**INSTRUÇÃO DADA A**
Reescreva tudo, desde a linha que contém "[mask] patch of grass -> every instance" até o fim das linhas de dados, substituindo "patch of grass" por "grassy patch" e mantendo o restante intacto.

Quero deixar claro que o artigo foi escrito com o intuito de um melhor entendimento sobre ocorrências policiais que utilizam o uso da força e dispositivos legais. Minhas considerações aqui confessadas são imparciais e de cunho criterioso e analítico. O artigo não arroja-se à prejudicar os PMs e nem os envolvidos nas ocorrência(s) mencionada(s). Repito, o artigo é focado num estudo de casos de crises em ocorrências.
Felipe Rodrigues
Introdução
O poder de polícia é a autorização ou restrição legal de direitos imposta ao cidadão em benefício da coletividade. Existe o poder de polícia administrativa e judiciária. Esta, segundo Alvaro Lazzarini, é repressiva, porque atua após a eclosão do ilícito penal, funcionando como auxiliar do Poder Judiciário.
Nesse artigo focaremos no poder administrativo, predominantemente preventivo, o qual estão inseridos os agentes de segurança pública civis ou militares. A polícia militar é uma polícia administrativa pois exerce atividades de caráter preventivo usando a ostensividade como meio de vigilância e ações de pronto emprego para restauração da ordem pública. Atuando nos crimes em flagrante, desordem, tumultos, abordagens policiais, etc.
Resumindo, o poder de polícia na atividade da administração pública é a limitação ou disciplina do direito das pessoas, a liberdade e seu interesse na regulação da prática de atos ou abstenção de fatos. É a atuação mais direta do Estado em relação ao interesse público.
Não vou me aprofundar muito sobre o poder de polícia mas acredito que seja o primeiro passo para dar início ao tema já supracitado.

**INSTRUÇÃO DADA B**
No trecho sobre poder de polícia, por que a polícia militar é classificada como polícia administrativa?

**DADOS DA TAREFA**

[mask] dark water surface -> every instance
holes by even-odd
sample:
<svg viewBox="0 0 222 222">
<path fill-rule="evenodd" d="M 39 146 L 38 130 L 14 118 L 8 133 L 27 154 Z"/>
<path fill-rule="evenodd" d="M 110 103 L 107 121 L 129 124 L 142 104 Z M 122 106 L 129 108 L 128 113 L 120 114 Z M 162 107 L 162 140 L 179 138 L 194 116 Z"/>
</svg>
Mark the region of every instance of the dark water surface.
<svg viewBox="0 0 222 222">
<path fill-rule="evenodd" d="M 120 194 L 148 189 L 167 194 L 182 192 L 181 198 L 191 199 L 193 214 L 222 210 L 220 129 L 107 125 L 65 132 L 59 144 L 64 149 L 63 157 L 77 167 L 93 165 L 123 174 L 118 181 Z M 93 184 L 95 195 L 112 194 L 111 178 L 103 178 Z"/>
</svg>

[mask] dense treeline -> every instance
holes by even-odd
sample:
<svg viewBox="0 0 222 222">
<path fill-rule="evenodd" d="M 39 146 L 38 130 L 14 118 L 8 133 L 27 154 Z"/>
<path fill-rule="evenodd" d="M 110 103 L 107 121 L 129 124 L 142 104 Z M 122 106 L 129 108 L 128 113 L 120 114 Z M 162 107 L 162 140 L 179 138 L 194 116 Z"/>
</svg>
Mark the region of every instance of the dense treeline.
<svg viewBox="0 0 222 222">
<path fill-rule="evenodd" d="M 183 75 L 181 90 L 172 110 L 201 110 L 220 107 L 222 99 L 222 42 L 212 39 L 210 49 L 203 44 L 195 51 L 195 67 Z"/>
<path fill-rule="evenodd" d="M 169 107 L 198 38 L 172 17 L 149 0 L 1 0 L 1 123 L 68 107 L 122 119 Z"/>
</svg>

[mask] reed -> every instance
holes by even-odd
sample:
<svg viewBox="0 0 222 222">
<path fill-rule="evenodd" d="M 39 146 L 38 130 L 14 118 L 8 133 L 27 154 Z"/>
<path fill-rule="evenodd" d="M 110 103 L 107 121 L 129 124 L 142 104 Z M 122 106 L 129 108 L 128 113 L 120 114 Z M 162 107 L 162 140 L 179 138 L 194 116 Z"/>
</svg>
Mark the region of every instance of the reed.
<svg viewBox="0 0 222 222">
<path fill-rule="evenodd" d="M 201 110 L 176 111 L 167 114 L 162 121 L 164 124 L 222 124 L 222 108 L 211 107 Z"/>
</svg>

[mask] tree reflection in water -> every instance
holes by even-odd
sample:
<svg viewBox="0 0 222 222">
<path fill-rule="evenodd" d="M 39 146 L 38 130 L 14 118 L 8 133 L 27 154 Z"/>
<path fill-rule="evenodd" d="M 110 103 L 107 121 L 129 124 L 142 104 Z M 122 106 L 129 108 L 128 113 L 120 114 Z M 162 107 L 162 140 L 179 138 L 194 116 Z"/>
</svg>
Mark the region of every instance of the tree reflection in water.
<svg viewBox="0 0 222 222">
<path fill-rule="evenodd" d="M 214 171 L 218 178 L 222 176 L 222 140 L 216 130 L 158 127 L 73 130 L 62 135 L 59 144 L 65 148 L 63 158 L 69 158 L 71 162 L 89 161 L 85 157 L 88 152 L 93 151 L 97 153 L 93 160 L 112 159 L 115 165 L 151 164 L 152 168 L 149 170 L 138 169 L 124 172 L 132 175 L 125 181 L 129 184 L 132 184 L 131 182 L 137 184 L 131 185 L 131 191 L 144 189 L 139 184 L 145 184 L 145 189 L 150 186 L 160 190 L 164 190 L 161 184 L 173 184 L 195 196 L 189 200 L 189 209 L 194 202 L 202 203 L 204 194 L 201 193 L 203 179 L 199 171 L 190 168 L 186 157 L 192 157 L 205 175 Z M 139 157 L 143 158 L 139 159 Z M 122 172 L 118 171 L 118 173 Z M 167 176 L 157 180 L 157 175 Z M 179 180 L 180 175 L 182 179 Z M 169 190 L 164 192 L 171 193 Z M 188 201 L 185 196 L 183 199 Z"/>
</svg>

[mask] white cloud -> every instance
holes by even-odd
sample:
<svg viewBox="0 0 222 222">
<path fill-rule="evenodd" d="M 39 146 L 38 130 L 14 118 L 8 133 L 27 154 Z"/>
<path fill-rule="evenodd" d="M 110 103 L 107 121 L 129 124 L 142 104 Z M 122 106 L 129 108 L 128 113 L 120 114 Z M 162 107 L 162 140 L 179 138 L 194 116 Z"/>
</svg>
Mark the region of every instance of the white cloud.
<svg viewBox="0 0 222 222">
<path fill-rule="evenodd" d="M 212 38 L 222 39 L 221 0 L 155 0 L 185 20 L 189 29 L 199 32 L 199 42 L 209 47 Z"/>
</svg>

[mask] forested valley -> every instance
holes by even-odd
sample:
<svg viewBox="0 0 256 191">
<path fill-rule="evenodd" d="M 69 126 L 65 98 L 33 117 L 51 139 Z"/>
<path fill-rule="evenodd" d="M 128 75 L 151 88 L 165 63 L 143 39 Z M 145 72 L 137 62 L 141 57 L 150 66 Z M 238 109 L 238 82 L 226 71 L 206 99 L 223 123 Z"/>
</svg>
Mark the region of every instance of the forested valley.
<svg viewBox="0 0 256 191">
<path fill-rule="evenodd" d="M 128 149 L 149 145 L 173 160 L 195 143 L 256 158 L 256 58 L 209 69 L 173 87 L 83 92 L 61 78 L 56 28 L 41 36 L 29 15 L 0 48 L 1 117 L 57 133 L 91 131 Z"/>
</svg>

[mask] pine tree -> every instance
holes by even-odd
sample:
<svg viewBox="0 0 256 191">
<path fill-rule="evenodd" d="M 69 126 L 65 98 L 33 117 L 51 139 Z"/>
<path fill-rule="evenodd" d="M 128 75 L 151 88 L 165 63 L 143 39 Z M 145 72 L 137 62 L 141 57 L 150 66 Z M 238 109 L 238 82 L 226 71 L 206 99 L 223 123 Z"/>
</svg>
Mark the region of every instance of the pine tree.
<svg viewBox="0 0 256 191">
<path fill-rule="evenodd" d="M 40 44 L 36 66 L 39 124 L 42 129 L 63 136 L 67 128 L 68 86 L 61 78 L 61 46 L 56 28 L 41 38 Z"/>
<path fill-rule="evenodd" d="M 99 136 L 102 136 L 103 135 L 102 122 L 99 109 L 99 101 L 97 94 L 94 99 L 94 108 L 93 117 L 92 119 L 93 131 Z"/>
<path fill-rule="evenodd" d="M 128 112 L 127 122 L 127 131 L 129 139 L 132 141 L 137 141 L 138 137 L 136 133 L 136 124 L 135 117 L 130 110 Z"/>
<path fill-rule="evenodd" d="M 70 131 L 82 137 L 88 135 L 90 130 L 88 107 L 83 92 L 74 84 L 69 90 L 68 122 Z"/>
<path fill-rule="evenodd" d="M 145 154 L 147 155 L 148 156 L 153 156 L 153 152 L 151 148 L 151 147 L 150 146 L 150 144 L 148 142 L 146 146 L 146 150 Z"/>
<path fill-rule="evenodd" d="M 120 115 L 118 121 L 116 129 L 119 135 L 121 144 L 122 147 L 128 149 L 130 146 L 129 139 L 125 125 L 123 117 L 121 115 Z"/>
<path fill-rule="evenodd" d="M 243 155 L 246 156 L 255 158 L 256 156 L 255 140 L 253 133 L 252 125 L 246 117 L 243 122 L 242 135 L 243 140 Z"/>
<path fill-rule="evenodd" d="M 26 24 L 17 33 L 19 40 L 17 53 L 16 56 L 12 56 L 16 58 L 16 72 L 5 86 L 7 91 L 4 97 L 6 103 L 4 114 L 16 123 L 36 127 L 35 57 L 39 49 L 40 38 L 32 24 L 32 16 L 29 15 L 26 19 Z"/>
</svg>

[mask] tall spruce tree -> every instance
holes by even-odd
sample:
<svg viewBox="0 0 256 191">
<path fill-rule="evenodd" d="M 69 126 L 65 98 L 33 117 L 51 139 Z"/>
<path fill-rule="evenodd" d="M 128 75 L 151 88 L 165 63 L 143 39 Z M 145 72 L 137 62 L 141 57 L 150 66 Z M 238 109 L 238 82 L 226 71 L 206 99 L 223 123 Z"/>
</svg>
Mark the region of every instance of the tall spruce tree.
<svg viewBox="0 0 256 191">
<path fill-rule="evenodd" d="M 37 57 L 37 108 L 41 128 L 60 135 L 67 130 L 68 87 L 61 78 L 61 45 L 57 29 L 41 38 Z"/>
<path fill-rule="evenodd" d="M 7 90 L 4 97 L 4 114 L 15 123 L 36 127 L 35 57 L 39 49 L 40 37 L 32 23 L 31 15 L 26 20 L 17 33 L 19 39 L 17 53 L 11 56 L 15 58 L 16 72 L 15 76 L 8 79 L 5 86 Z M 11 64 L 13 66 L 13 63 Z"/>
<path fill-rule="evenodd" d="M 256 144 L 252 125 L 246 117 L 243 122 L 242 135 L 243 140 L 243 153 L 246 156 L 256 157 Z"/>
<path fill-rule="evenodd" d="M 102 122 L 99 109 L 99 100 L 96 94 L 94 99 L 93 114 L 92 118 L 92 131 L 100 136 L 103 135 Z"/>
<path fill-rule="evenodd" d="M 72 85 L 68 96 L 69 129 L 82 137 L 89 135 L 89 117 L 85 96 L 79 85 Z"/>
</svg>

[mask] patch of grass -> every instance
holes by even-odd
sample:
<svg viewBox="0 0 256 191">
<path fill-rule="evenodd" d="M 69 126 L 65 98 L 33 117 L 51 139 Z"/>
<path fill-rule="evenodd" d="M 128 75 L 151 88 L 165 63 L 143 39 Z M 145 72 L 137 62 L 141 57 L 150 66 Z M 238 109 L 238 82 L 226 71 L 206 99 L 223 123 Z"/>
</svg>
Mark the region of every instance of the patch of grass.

**RESPOSTA A**
[mask] grassy patch -> every instance
holes by even-odd
sample:
<svg viewBox="0 0 256 191">
<path fill-rule="evenodd" d="M 69 126 L 65 98 L 33 117 L 51 139 Z"/>
<path fill-rule="evenodd" d="M 128 75 L 151 88 L 165 63 L 143 39 Z M 145 72 L 137 62 L 141 57 L 150 66 Z M 238 109 L 238 82 L 226 71 L 206 99 L 223 123 Z"/>
</svg>
Mark the region of every instance of the grassy patch.

**RESPOSTA B**
Porque exerce atividades de caráter preventivo, usando a ostensividade como meio de vigilância e ações de pronto emprego para restauração da ordem pública.